• **CONSIGNES À SUIVRE**
Combien de lignes des enregistrements contiennent la chaîne « purple », en respectant la casse ? Donnez seulement le nombre.

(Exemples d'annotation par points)
####

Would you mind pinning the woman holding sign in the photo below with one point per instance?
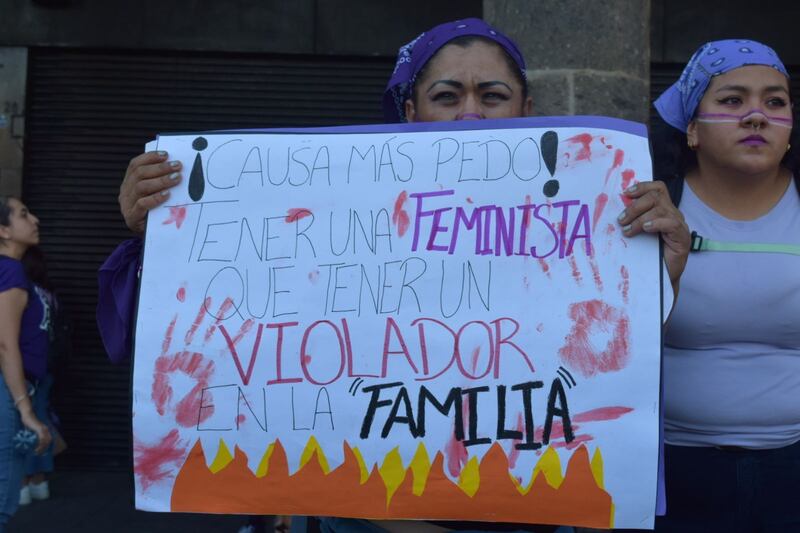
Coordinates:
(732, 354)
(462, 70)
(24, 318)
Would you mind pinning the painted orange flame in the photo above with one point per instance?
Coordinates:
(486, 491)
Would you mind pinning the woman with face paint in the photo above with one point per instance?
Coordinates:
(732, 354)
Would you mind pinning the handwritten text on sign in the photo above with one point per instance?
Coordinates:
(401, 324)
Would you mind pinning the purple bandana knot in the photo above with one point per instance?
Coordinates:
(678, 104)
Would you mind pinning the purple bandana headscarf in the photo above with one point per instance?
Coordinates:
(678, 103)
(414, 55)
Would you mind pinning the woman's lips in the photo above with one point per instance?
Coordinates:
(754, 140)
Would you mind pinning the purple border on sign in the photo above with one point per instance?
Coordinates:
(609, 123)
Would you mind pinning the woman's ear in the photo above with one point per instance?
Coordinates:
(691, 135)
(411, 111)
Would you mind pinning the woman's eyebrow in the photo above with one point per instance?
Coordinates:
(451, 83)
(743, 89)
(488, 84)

####

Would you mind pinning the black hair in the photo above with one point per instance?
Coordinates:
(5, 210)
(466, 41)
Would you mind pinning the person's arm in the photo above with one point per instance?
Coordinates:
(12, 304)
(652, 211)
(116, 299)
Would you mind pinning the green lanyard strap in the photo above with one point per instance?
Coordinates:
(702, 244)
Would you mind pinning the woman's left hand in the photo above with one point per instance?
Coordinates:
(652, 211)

####

• **RÉPONSE ATTENDUE**
3